[Start of Attachment]

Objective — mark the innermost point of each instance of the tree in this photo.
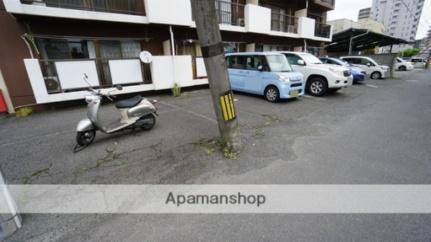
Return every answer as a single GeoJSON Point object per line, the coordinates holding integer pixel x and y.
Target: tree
{"type": "Point", "coordinates": [410, 52]}
{"type": "Point", "coordinates": [209, 35]}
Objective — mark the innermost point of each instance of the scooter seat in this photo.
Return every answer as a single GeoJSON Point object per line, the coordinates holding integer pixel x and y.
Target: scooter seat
{"type": "Point", "coordinates": [128, 103]}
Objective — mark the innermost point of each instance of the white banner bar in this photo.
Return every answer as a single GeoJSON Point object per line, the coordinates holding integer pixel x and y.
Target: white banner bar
{"type": "Point", "coordinates": [220, 199]}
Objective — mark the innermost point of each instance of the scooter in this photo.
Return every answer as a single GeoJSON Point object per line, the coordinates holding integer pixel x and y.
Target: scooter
{"type": "Point", "coordinates": [136, 112]}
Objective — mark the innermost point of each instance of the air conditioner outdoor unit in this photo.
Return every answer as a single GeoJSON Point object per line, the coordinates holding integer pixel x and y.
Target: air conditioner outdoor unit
{"type": "Point", "coordinates": [241, 22]}
{"type": "Point", "coordinates": [291, 29]}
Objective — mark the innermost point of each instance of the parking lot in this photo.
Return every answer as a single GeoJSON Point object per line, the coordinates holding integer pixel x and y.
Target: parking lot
{"type": "Point", "coordinates": [373, 133]}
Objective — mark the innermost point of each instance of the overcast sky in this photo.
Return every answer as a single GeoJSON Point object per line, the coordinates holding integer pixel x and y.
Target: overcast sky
{"type": "Point", "coordinates": [349, 9]}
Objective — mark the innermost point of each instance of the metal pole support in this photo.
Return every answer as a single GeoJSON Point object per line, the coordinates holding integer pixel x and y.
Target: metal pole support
{"type": "Point", "coordinates": [10, 221]}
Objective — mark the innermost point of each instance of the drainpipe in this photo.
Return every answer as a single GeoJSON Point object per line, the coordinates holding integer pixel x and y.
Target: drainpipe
{"type": "Point", "coordinates": [305, 46]}
{"type": "Point", "coordinates": [9, 221]}
{"type": "Point", "coordinates": [174, 69]}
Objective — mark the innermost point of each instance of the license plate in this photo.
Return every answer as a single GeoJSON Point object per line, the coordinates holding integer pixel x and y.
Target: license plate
{"type": "Point", "coordinates": [294, 93]}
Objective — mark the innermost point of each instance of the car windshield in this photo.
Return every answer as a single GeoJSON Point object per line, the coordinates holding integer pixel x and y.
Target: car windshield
{"type": "Point", "coordinates": [278, 63]}
{"type": "Point", "coordinates": [310, 59]}
{"type": "Point", "coordinates": [340, 62]}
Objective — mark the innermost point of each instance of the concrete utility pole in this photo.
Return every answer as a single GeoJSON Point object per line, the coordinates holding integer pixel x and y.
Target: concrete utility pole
{"type": "Point", "coordinates": [209, 35]}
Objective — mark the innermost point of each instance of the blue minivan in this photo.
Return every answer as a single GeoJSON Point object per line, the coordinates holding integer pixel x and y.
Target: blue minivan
{"type": "Point", "coordinates": [264, 73]}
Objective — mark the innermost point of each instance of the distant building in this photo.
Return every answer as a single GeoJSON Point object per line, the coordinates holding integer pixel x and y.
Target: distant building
{"type": "Point", "coordinates": [400, 17]}
{"type": "Point", "coordinates": [372, 25]}
{"type": "Point", "coordinates": [340, 25]}
{"type": "Point", "coordinates": [364, 13]}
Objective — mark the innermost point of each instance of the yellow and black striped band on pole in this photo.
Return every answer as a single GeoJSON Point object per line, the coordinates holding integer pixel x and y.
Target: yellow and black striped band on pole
{"type": "Point", "coordinates": [227, 106]}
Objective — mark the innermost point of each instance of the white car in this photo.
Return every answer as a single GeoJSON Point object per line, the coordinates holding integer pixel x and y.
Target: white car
{"type": "Point", "coordinates": [418, 62]}
{"type": "Point", "coordinates": [320, 78]}
{"type": "Point", "coordinates": [370, 66]}
{"type": "Point", "coordinates": [403, 65]}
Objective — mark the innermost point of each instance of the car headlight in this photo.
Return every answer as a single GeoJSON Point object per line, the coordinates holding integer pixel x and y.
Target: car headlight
{"type": "Point", "coordinates": [283, 78]}
{"type": "Point", "coordinates": [335, 71]}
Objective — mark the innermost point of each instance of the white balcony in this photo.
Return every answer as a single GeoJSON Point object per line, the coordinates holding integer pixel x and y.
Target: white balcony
{"type": "Point", "coordinates": [78, 11]}
{"type": "Point", "coordinates": [257, 19]}
{"type": "Point", "coordinates": [67, 83]}
{"type": "Point", "coordinates": [173, 12]}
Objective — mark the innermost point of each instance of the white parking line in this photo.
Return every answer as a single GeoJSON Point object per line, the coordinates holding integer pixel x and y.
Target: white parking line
{"type": "Point", "coordinates": [188, 111]}
{"type": "Point", "coordinates": [372, 86]}
{"type": "Point", "coordinates": [314, 98]}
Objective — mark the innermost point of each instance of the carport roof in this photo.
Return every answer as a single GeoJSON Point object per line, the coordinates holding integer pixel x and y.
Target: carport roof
{"type": "Point", "coordinates": [365, 39]}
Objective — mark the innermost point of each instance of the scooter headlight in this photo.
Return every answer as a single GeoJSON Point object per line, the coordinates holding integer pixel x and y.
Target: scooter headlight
{"type": "Point", "coordinates": [88, 99]}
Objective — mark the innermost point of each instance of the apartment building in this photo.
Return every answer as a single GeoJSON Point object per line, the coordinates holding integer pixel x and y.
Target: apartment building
{"type": "Point", "coordinates": [400, 17]}
{"type": "Point", "coordinates": [47, 45]}
{"type": "Point", "coordinates": [364, 13]}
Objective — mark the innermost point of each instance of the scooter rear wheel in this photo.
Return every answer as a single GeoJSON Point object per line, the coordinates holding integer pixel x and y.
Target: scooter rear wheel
{"type": "Point", "coordinates": [147, 122]}
{"type": "Point", "coordinates": [85, 138]}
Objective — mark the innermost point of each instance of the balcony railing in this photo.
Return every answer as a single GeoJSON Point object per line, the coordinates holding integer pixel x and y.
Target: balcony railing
{"type": "Point", "coordinates": [322, 30]}
{"type": "Point", "coordinates": [230, 13]}
{"type": "Point", "coordinates": [53, 83]}
{"type": "Point", "coordinates": [134, 7]}
{"type": "Point", "coordinates": [326, 3]}
{"type": "Point", "coordinates": [284, 23]}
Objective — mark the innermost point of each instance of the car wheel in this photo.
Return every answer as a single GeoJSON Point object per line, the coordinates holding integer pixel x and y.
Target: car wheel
{"type": "Point", "coordinates": [334, 90]}
{"type": "Point", "coordinates": [376, 75]}
{"type": "Point", "coordinates": [85, 138]}
{"type": "Point", "coordinates": [272, 94]}
{"type": "Point", "coordinates": [317, 86]}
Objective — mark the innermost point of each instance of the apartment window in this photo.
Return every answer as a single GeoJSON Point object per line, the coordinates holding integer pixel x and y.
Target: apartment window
{"type": "Point", "coordinates": [112, 49]}
{"type": "Point", "coordinates": [63, 48]}
{"type": "Point", "coordinates": [237, 62]}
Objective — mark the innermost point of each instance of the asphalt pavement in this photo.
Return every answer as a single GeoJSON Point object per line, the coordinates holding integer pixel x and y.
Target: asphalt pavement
{"type": "Point", "coordinates": [373, 133]}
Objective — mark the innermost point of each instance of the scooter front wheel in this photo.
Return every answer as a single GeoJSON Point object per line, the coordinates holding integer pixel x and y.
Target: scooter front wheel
{"type": "Point", "coordinates": [147, 122]}
{"type": "Point", "coordinates": [85, 138]}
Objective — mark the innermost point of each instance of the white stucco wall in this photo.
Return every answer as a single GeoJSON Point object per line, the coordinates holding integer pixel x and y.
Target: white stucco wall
{"type": "Point", "coordinates": [41, 94]}
{"type": "Point", "coordinates": [5, 93]}
{"type": "Point", "coordinates": [162, 70]}
{"type": "Point", "coordinates": [257, 19]}
{"type": "Point", "coordinates": [175, 12]}
{"type": "Point", "coordinates": [306, 27]}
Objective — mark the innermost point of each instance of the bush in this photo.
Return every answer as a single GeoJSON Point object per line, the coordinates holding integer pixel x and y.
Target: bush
{"type": "Point", "coordinates": [23, 112]}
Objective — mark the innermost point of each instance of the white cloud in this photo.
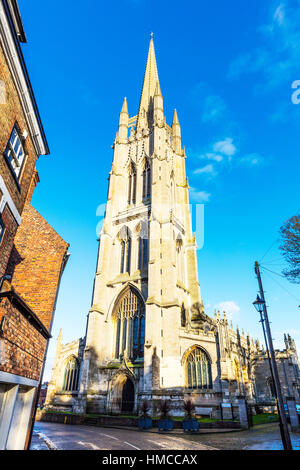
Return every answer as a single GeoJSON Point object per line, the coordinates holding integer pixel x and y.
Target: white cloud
{"type": "Point", "coordinates": [214, 108]}
{"type": "Point", "coordinates": [226, 147]}
{"type": "Point", "coordinates": [253, 159]}
{"type": "Point", "coordinates": [230, 307]}
{"type": "Point", "coordinates": [212, 156]}
{"type": "Point", "coordinates": [278, 55]}
{"type": "Point", "coordinates": [199, 196]}
{"type": "Point", "coordinates": [209, 169]}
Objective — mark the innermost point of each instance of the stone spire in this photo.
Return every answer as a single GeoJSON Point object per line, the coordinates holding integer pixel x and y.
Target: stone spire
{"type": "Point", "coordinates": [123, 122]}
{"type": "Point", "coordinates": [158, 109]}
{"type": "Point", "coordinates": [149, 86]}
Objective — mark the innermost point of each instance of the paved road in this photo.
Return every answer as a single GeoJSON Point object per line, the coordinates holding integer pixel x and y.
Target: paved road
{"type": "Point", "coordinates": [67, 437]}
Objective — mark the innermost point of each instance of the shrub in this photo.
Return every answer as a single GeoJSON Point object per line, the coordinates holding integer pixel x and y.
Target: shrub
{"type": "Point", "coordinates": [189, 408]}
{"type": "Point", "coordinates": [145, 409]}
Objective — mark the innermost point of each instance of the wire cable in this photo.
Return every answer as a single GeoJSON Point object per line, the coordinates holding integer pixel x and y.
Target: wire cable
{"type": "Point", "coordinates": [275, 280]}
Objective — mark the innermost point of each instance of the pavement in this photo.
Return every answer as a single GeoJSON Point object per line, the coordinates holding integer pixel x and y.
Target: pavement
{"type": "Point", "coordinates": [53, 436]}
{"type": "Point", "coordinates": [68, 437]}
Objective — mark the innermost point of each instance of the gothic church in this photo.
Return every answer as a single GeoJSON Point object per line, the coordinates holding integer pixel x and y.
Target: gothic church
{"type": "Point", "coordinates": [148, 336]}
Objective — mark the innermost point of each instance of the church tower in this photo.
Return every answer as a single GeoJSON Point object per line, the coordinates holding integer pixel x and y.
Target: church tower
{"type": "Point", "coordinates": [146, 281]}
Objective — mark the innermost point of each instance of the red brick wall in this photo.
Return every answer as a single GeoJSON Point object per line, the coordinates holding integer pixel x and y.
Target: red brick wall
{"type": "Point", "coordinates": [7, 238]}
{"type": "Point", "coordinates": [24, 346]}
{"type": "Point", "coordinates": [12, 112]}
{"type": "Point", "coordinates": [35, 263]}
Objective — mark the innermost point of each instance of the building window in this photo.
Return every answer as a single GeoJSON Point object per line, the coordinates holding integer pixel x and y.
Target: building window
{"type": "Point", "coordinates": [2, 228]}
{"type": "Point", "coordinates": [129, 319]}
{"type": "Point", "coordinates": [180, 259]}
{"type": "Point", "coordinates": [14, 151]}
{"type": "Point", "coordinates": [71, 375]}
{"type": "Point", "coordinates": [125, 240]}
{"type": "Point", "coordinates": [132, 184]}
{"type": "Point", "coordinates": [146, 180]}
{"type": "Point", "coordinates": [198, 370]}
{"type": "Point", "coordinates": [142, 231]}
{"type": "Point", "coordinates": [271, 388]}
{"type": "Point", "coordinates": [183, 316]}
{"type": "Point", "coordinates": [143, 253]}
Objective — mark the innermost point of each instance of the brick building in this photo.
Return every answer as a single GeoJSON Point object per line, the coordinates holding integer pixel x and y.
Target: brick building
{"type": "Point", "coordinates": [32, 255]}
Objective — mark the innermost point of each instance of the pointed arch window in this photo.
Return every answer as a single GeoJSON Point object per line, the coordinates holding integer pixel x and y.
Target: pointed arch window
{"type": "Point", "coordinates": [183, 316]}
{"type": "Point", "coordinates": [271, 388]}
{"type": "Point", "coordinates": [130, 326]}
{"type": "Point", "coordinates": [146, 180]}
{"type": "Point", "coordinates": [71, 375]}
{"type": "Point", "coordinates": [132, 184]}
{"type": "Point", "coordinates": [143, 245]}
{"type": "Point", "coordinates": [180, 259]}
{"type": "Point", "coordinates": [198, 370]}
{"type": "Point", "coordinates": [125, 241]}
{"type": "Point", "coordinates": [14, 152]}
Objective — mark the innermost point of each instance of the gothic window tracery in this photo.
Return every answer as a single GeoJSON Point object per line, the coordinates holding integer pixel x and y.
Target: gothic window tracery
{"type": "Point", "coordinates": [125, 241]}
{"type": "Point", "coordinates": [129, 319]}
{"type": "Point", "coordinates": [71, 375]}
{"type": "Point", "coordinates": [143, 258]}
{"type": "Point", "coordinates": [183, 315]}
{"type": "Point", "coordinates": [146, 180]}
{"type": "Point", "coordinates": [198, 370]}
{"type": "Point", "coordinates": [180, 258]}
{"type": "Point", "coordinates": [132, 184]}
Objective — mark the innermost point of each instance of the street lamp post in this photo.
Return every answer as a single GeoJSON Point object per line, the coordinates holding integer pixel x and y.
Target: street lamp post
{"type": "Point", "coordinates": [260, 305]}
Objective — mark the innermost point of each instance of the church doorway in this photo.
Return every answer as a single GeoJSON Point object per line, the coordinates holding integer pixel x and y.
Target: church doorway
{"type": "Point", "coordinates": [127, 397]}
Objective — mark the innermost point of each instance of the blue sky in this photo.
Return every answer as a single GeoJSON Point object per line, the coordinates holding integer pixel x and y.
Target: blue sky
{"type": "Point", "coordinates": [228, 68]}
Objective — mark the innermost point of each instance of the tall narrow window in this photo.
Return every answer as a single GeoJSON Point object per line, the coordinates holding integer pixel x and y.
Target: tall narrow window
{"type": "Point", "coordinates": [132, 184]}
{"type": "Point", "coordinates": [146, 180]}
{"type": "Point", "coordinates": [125, 242]}
{"type": "Point", "coordinates": [71, 375]}
{"type": "Point", "coordinates": [198, 370]}
{"type": "Point", "coordinates": [130, 325]}
{"type": "Point", "coordinates": [183, 316]}
{"type": "Point", "coordinates": [142, 230]}
{"type": "Point", "coordinates": [14, 151]}
{"type": "Point", "coordinates": [143, 253]}
{"type": "Point", "coordinates": [180, 259]}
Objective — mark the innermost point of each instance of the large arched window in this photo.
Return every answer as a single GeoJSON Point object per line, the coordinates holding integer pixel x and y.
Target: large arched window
{"type": "Point", "coordinates": [71, 375]}
{"type": "Point", "coordinates": [198, 370]}
{"type": "Point", "coordinates": [129, 316]}
{"type": "Point", "coordinates": [132, 184]}
{"type": "Point", "coordinates": [125, 259]}
{"type": "Point", "coordinates": [146, 180]}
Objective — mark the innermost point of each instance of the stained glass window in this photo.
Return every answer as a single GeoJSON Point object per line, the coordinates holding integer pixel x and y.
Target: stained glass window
{"type": "Point", "coordinates": [198, 370]}
{"type": "Point", "coordinates": [130, 325]}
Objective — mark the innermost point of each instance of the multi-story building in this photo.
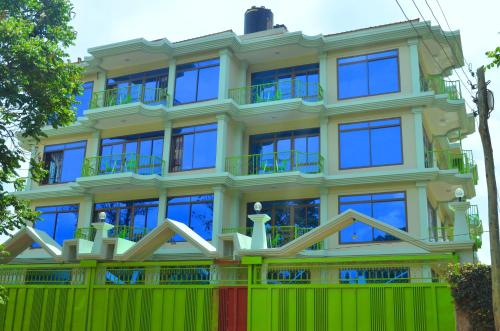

[End of Attachment]

» Problem requirements
Start with the first line of the records above and end with the line containing "scooter in this photo.". Output those lines exactly, pictures excluded.

» Result of this task
Objective — mark the innermost point of each instance of the tree in this photo.
Return every answer as a single GeoJSON Point object per line, the coordinates holding integer pixel x and y.
Target: tree
{"type": "Point", "coordinates": [410, 52]}
{"type": "Point", "coordinates": [209, 35]}
Objective — mark the innermost point of each instance of the scooter seat in this photo.
Return every answer as a single GeoJSON Point object per line, the coordinates holding integer pixel x and y.
Target: scooter seat
{"type": "Point", "coordinates": [128, 103]}
Objective — mark the innermost point of each instance of the white banner bar in this photo.
Return every answer as a single GeoJSON Point object per line, the coordinates holding integer pixel x and y.
Target: white banner bar
{"type": "Point", "coordinates": [220, 199]}
Objective — mark the innermost point of each instance of the scooter in this photo.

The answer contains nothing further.